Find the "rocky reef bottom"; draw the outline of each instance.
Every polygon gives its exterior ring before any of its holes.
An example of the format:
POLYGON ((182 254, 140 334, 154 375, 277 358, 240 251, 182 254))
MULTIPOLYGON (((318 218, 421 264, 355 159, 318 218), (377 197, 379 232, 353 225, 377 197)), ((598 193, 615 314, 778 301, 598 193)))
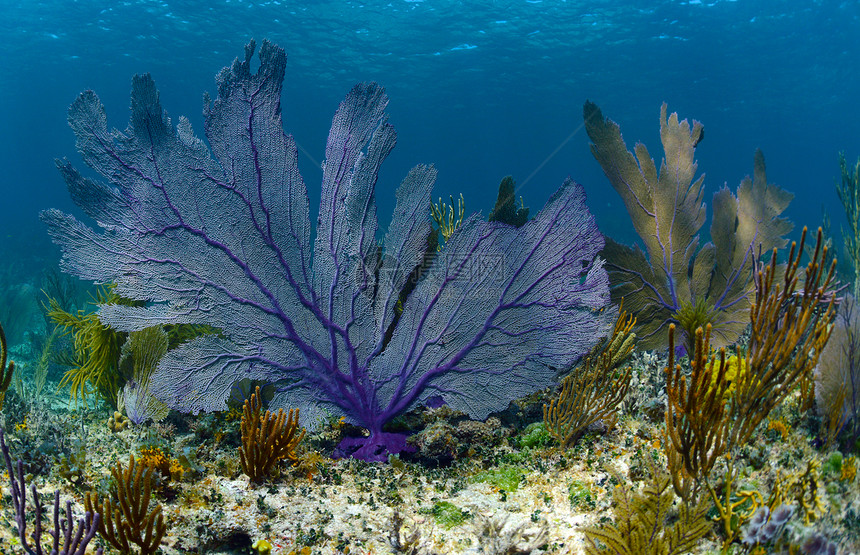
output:
MULTIPOLYGON (((643 360, 637 359, 641 368, 659 365, 643 360)), ((590 545, 585 530, 611 528, 618 515, 613 491, 641 491, 654 468, 666 467, 663 413, 659 399, 631 399, 613 428, 592 427, 563 449, 540 416, 552 394, 522 400, 486 422, 444 406, 414 411, 395 424, 416 432, 415 452, 388 463, 329 458, 340 439, 360 431, 327 422, 301 442, 297 464, 282 462, 259 485, 239 463, 238 410, 131 426, 107 409, 75 408, 65 392, 27 400, 10 390, 3 416, 28 483, 46 501, 59 490, 77 514, 87 492, 115 491, 110 470, 117 461, 127 464, 134 455, 154 467, 151 503, 162 507, 164 554, 583 553, 590 545)), ((789 496, 795 510, 778 543, 761 537, 742 543, 755 532, 747 524, 734 553, 779 552, 768 550, 777 545, 812 553, 816 538, 825 542, 822 553, 828 546, 860 552, 856 460, 817 441, 815 423, 789 402, 740 451, 733 491, 756 491, 762 499, 775 487, 797 493, 789 496)), ((721 487, 719 479, 714 483, 721 487)), ((0 552, 21 553, 5 472, 0 484, 0 552)), ((752 510, 753 503, 738 510, 752 510)), ((679 507, 674 498, 661 533, 669 533, 679 507)), ((28 518, 32 530, 32 511, 28 518)), ((709 526, 693 552, 720 552, 722 524, 709 526)), ((90 551, 94 544, 105 545, 97 537, 90 551)), ((106 546, 105 553, 114 552, 106 546)))

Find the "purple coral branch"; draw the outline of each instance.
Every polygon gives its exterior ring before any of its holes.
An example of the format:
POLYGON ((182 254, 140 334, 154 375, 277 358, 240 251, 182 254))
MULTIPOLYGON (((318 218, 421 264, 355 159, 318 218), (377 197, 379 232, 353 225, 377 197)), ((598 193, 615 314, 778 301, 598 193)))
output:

● ● ● ●

WORK TO COMPLETE
Go line by line through the records above and copy each one containing "outline".

OUTPUT OF THE EXERCISE
Find the "rocky reef bottom"; draw the outline of each instance.
Find the "purple coral branch"; draw the outline of each instance.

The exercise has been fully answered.